■ SHORT PROBLEM 1 ■
In the lesson activities on the Constitution paintings, which delegate among those Christy lists first is not a strong central government Federalist?

■ SELECTED EXCERPT ■
******

Suggested Activities:

Activity 1: Signers of the Constitution and their Convention Contributions

Time required for activity: In class activity 30 minutes.

Christy numbered each of the delegates in his painting for the public to view. Christy lists the following individuals first, all of whom are pro strong central government Federalists, except for Franklin: Washington, Franklin, Madison, Hamilton, G. Morris, R. Morris and James Wilson. These delegates are separated out from their state delegations and are displayed as independent heroes at the Convention.

Instructions: Read the Convention Contributions section from the Individual Biographies of the Delegates to the Constitutional Convention website for the following delegates: Washington, Franklin, Madison, Hamilton, G. Morris, R. Morris and James Wilson. Use Activity 1: Signers of the Constitution Handout and their Convention Contributions and identify and summarize the significant Convention contribution of each delegate. Note: This handout has been differentiated by including the summaries and highlighting key sections of the text to assist students based on readiness. See Activity 1: Signers of the Constitution Adapted Handout to access.

Activity 2: Comparing Christy and Faulkner and the Constitution

Time required for activity: In class activity, two- three 50 minute class periods.

Instructions: Working in small groups (3-4 students), use the Individual Biographies of the Delegates to the Constitutional Convention to compare the placement of the delegates highlighted below in Christy’s Signing of the Constitution painting with Faulkner’s mural of the Constitution. Use Activity 2 Handout. Evaluate and defend which artist was more accurate in the placement of the delegate in his artwork. Create a two minute speech, divided and presented by all group members, to defend your opinion. As students are giving speeches, all other students should take notes and write questions that they would like to ask the class in Activity 3: Socratic Seminar. Assess students using the Activity 2 Speech Rubric.

******

[Data drawn from a collection]
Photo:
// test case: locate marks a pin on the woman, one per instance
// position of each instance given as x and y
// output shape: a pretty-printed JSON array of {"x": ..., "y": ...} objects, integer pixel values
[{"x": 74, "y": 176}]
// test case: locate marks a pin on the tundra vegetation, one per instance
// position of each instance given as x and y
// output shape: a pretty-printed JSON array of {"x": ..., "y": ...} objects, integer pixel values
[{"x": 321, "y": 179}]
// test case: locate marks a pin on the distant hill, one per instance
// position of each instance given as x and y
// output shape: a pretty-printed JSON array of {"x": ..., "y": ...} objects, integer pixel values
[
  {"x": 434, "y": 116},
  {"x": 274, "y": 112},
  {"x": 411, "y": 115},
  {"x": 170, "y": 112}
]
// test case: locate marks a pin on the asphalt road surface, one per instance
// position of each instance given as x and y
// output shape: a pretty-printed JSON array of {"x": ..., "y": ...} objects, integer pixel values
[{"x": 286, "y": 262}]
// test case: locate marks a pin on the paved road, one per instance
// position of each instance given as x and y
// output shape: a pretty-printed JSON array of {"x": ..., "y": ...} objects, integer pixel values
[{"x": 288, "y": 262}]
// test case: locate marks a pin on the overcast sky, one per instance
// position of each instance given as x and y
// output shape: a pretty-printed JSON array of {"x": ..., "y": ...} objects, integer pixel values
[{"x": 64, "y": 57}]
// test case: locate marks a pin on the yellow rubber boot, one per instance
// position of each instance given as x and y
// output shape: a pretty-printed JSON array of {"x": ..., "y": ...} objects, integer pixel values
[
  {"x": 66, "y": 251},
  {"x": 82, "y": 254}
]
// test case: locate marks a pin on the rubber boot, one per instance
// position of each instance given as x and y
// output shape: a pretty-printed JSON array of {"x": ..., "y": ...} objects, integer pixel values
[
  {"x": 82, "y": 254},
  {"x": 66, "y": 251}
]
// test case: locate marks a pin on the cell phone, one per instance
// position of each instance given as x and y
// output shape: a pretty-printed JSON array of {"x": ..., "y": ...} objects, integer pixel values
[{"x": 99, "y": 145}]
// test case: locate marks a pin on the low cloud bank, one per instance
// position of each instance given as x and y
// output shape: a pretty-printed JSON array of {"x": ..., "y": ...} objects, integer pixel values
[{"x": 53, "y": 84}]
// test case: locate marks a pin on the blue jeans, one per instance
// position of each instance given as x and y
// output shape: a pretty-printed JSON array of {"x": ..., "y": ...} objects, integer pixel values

******

■ SHORT PROBLEM 2 ■
Copy the rows word for word, starting at the line that contains "jeans, one per instance" and ending at the last line of the rows.

■ EXERCISE RESULT 1 ■
Franklin

■ EXERCISE RESULT 2 ■
// test case: locate marks a pin on the blue jeans, one per instance
// position of each instance given as x and y
// output shape: a pretty-printed JSON array of {"x": ..., "y": ...} objects, integer pixel values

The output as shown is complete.